_Stated problem_:
Can you render every entry below as a JSON list of strings, with one string per line and blank lines left out?

※ ※ ※

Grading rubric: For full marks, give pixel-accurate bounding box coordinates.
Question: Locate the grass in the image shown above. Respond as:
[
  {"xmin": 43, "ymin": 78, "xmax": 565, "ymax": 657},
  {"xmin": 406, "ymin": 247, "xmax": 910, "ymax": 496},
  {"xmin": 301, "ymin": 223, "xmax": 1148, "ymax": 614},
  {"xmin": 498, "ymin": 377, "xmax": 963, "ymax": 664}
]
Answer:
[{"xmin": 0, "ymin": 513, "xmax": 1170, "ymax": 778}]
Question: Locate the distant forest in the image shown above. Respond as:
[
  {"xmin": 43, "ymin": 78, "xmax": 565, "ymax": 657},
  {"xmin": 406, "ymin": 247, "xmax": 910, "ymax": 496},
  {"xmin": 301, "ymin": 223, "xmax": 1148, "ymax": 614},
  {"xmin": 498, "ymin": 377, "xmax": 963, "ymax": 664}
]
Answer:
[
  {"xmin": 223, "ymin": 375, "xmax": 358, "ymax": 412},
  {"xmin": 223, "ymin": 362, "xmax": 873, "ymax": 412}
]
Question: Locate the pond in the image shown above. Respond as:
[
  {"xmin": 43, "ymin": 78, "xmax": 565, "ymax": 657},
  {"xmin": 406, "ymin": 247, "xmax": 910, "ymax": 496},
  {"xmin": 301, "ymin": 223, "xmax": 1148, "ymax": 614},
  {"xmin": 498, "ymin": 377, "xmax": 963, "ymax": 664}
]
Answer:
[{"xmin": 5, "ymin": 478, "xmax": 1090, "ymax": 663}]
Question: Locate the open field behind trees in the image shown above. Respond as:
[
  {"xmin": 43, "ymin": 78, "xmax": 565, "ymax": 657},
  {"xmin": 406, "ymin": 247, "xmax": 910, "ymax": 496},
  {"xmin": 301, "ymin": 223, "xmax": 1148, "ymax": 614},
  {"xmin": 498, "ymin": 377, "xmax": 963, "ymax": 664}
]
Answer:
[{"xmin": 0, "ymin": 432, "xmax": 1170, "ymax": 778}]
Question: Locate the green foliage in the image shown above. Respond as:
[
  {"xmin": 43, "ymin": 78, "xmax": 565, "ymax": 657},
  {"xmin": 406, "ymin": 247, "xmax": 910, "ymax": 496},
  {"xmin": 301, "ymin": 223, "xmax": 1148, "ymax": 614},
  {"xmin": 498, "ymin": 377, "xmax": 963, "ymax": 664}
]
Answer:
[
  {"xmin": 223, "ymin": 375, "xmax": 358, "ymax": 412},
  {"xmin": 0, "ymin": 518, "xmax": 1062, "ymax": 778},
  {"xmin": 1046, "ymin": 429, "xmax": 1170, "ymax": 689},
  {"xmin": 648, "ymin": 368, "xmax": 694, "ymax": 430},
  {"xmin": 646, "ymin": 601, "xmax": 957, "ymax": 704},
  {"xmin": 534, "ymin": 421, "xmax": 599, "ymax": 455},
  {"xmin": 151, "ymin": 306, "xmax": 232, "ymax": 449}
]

※ ※ ※

_Solved exercise_:
[
  "Grading rubric: For full marks, give pixel-accurate bounding box coordinates.",
  "Question: Locate the grass in the image shown above. Respond as:",
  "[",
  "  {\"xmin\": 43, \"ymin\": 78, \"xmax\": 565, \"ymax\": 657},",
  "  {\"xmin\": 406, \"ymin\": 247, \"xmax\": 910, \"ymax\": 496},",
  "  {\"xmin\": 301, \"ymin\": 223, \"xmax\": 1148, \"ymax\": 614},",
  "  {\"xmin\": 498, \"ymin\": 377, \"xmax\": 963, \"ymax\": 664}",
  "]",
  "Answer:",
  "[{\"xmin\": 0, \"ymin\": 513, \"xmax\": 1170, \"ymax\": 778}]",
  "Question: Locate the distant forest in the image shown above. Respond as:",
  "[",
  "  {\"xmin\": 43, \"ymin\": 78, \"xmax\": 565, \"ymax\": 657},",
  "  {\"xmin\": 406, \"ymin\": 247, \"xmax\": 910, \"ymax\": 496},",
  "  {\"xmin\": 301, \"ymin\": 223, \"xmax\": 1148, \"ymax\": 614},",
  "  {\"xmin\": 498, \"ymin\": 377, \"xmax\": 963, \"ymax\": 664}",
  "]",
  "Answer:",
  "[",
  "  {\"xmin\": 223, \"ymin\": 375, \"xmax\": 358, \"ymax\": 412},",
  "  {\"xmin\": 223, \"ymin\": 362, \"xmax\": 873, \"ymax\": 412}",
  "]",
  "Question: Locate the pond in the image shown above. Respond as:",
  "[",
  "  {\"xmin\": 43, \"ymin\": 78, \"xmax\": 565, \"ymax\": 657},",
  "  {\"xmin\": 406, \"ymin\": 247, \"xmax\": 910, \"ymax\": 496},",
  "  {\"xmin\": 301, \"ymin\": 223, \"xmax\": 1148, \"ymax\": 614},",
  "  {\"xmin\": 498, \"ymin\": 377, \"xmax\": 963, \"ymax\": 664}",
  "]",
  "Answer:",
  "[{\"xmin\": 5, \"ymin\": 478, \"xmax\": 1090, \"ymax\": 663}]",
  "Question: Locate the open field behind trees in the image shown above. Respond as:",
  "[",
  "  {\"xmin\": 43, \"ymin\": 78, \"xmax\": 565, \"ymax\": 657},",
  "  {\"xmin\": 406, \"ymin\": 247, \"xmax\": 910, \"ymax\": 496},",
  "  {\"xmin\": 301, \"ymin\": 223, \"xmax\": 1148, \"ymax\": 614},",
  "  {\"xmin\": 498, \"ymin\": 377, \"xmax\": 963, \"ymax\": 664}",
  "]",
  "Answer:",
  "[{\"xmin\": 0, \"ymin\": 432, \"xmax\": 1170, \"ymax\": 778}]",
  "Question: Locate the green foliage in the image shown above. Respond as:",
  "[",
  "  {\"xmin\": 43, \"ymin\": 78, \"xmax\": 565, \"ymax\": 657},",
  "  {\"xmin\": 406, \"ymin\": 247, \"xmax\": 910, \"ymax\": 496},",
  "  {\"xmin\": 301, \"ymin\": 223, \"xmax\": 1148, \"ymax\": 614},",
  "  {\"xmin\": 498, \"ymin\": 377, \"xmax\": 963, \"ymax\": 664}",
  "]",
  "Answer:",
  "[",
  "  {\"xmin\": 223, \"ymin\": 375, \"xmax\": 358, \"ymax\": 412},",
  "  {\"xmin\": 0, \"ymin\": 518, \"xmax\": 1062, \"ymax\": 778},",
  "  {\"xmin\": 1046, \"ymin\": 429, \"xmax\": 1170, \"ymax\": 689},",
  "  {\"xmin\": 648, \"ymin\": 368, \"xmax\": 694, \"ymax\": 430},",
  "  {\"xmin\": 646, \"ymin\": 601, \"xmax\": 957, \"ymax\": 704},",
  "  {\"xmin\": 534, \"ymin\": 421, \"xmax\": 599, \"ymax\": 455},",
  "  {\"xmin\": 151, \"ymin\": 306, \"xmax\": 232, \"ymax\": 449}",
  "]"
]